- **GIVEN TASK**:
Copy every line of the material below word for word, changing nothing.

Records from a dataset:
□ □ □

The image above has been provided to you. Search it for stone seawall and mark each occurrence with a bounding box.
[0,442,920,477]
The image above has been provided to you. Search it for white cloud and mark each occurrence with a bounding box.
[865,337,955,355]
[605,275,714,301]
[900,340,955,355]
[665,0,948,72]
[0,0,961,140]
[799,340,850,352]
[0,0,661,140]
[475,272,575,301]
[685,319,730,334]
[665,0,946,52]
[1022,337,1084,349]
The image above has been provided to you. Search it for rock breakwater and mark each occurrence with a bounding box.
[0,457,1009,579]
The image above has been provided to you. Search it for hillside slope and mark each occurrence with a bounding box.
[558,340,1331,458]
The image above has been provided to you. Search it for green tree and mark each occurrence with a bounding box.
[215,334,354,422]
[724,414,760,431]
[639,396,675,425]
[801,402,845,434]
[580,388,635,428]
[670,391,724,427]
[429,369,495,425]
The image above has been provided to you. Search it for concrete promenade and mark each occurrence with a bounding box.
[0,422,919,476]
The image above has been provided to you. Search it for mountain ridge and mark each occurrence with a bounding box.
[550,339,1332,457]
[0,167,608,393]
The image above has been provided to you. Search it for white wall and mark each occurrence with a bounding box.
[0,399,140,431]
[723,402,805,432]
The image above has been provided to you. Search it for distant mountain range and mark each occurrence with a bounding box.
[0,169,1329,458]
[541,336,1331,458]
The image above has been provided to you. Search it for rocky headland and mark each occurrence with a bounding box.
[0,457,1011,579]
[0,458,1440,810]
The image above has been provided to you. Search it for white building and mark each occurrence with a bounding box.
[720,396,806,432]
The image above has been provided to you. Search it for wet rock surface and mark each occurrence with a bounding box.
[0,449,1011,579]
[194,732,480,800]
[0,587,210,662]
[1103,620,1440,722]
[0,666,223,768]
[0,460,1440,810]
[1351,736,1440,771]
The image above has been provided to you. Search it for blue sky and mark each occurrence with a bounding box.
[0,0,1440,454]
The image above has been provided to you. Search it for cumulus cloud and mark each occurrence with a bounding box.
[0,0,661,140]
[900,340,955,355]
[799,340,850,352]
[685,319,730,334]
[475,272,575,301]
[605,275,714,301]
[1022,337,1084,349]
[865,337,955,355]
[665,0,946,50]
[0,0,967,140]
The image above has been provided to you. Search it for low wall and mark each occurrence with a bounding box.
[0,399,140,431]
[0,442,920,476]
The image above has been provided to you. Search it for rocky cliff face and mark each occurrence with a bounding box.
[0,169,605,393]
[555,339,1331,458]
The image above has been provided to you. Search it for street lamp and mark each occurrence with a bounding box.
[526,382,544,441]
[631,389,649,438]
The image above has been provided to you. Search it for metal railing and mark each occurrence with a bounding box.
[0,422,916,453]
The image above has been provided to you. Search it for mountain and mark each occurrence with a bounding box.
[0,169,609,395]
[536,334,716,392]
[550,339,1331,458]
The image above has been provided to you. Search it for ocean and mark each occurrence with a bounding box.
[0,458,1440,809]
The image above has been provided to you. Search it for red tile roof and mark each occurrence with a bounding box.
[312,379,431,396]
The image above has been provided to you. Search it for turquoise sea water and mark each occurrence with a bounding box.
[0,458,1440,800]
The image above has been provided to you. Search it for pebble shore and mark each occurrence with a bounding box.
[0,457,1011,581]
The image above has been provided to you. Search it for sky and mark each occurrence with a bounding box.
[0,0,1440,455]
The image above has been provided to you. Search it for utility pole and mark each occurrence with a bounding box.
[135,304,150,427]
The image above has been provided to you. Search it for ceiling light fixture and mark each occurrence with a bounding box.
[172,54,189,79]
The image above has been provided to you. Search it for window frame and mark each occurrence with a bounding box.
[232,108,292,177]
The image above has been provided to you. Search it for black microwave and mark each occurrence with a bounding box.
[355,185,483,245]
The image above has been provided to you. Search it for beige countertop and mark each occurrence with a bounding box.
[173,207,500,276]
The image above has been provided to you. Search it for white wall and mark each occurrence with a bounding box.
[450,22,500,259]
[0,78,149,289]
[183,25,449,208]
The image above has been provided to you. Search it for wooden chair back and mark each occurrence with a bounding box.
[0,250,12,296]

□ □ □

- **PROBLEM SOLUTION**:
The image above has been provided to you. Search it for stone seawall and mark each occurrence with a bounding box.
[0,442,920,477]
The image above has been provided to you. Search it for white cloud and mark each occurrence with a bounding box.
[865,337,955,355]
[605,275,714,301]
[900,340,955,355]
[665,0,948,72]
[0,0,961,140]
[799,340,850,352]
[0,0,661,140]
[475,272,575,301]
[685,319,730,334]
[665,0,946,52]
[1022,337,1084,349]
The image above has been provided to you. Search it for rock breakwater and mark each occurrence with a bounding box.
[0,457,1009,579]
The image above has been provided to you. Search it for hillside slope and mark each occurrence with a bounding box.
[558,340,1331,458]
The image above has been provided to you. Search it for green tree and mark each occurrence with a bounding box.
[215,334,354,422]
[724,414,760,431]
[639,396,675,425]
[801,402,845,434]
[580,388,635,428]
[670,391,724,427]
[429,369,495,425]
The image above has been provided to you. Search it for concrete promenade and mark each occurrence with a bounding box.
[0,422,919,476]
The image above has been provided to you. Search it for mountain ridge and mark each occurrence with a bounding box.
[550,339,1332,457]
[0,167,608,393]
The image above has been provided to you. Search it for white wall and mark each occurrence with a bounding box.
[0,399,140,431]
[723,402,805,432]
The image above has been provided to you. Search it for distant mountain range and mark each occurrence with a bounding box.
[0,169,1329,458]
[541,336,1331,458]
The image above has been provided to you. Search it for rocky headland and mark each occurrence with a bounding box.
[0,457,1011,579]
[0,458,1440,810]
The image above has been provided to you. Search it for white building and mark each occurrence with a bounding box.
[720,396,806,432]
The image above has been provided to you. Search it for wet rock surface and mark each occurrence with a bounding box.
[0,449,1011,579]
[194,732,480,800]
[0,587,210,662]
[1103,620,1440,722]
[0,666,223,768]
[0,460,1440,810]
[1351,736,1440,771]
The image above has been provided to you. Search it for blue sky and mark each occurrence with a bounding box.
[0,0,1440,454]
The image above has been provided to you. Search it for cumulus cloud and mark each occurrence with a bounding box.
[0,0,661,140]
[900,340,955,355]
[799,340,850,352]
[685,319,730,334]
[475,272,575,301]
[605,275,714,301]
[1022,337,1084,349]
[865,337,955,355]
[665,0,946,50]
[0,0,967,140]
The image above has been provided to you. Search it for low wall and mark each occurrence with a bounding box.
[0,399,140,431]
[0,442,920,476]
The image above has been provided to you. Search it for rocky cliff face and mark each occurrence with a bounding box.
[0,169,605,393]
[555,339,1331,458]
The image above has been provided to you. Search it for street lamp and mark each occurrence with a bounding box.
[526,382,544,441]
[631,389,649,438]
The image above has been provided to you. Search it for metal railing and mark each occurrence with a bounding box.
[0,422,916,453]
The image above has been provided to you. Search it for mountain and mark each occurrence with a bounding box.
[0,169,609,395]
[536,334,716,392]
[550,339,1331,458]
The image above has been provided to you. Search it for ocean and mark each occurrence with a bounding box.
[0,458,1440,809]
The image above has been provided to you. Search it for red tile roof and mark each occurrence with a bounding box.
[312,379,431,396]
The image above has been provided to you. Search it for turquoise sea water and mark each occurrence with a bounding box.
[0,458,1440,800]
The image above has been provided to you. Search it for pebble shore and mark each occurrence with a bounding box.
[0,457,1011,581]
The image above has been provided to you. Search it for sky and mark each occurrence with a bounding box.
[0,0,1440,455]
The image above has been provided to you. Search it for utility pole and mark each occurrence with a bounding box.
[135,304,150,427]
The image above has been provided to you. Search it for ceiling light fixture and mark each occurrence with a bounding box.
[172,54,189,79]
The image above has been provided to you. Search it for window frame and mark each occurrence with a bounding box.
[232,108,292,177]
The image above has been provided to you. Search it for black microwave and mark each occurrence with a bounding box.
[355,185,483,245]
The image above has been provided to you. Search it for beige countertop and mark each occurrence with a bounding box.
[173,207,500,276]
The image above has been provided to you. Search it for white wall and mark each occurrence with a bounding box.
[450,22,500,259]
[0,78,149,289]
[183,25,449,208]
The image above has been provided to you. Search it for wooden chair back and mark each occurrence with a bounding box.
[0,250,12,296]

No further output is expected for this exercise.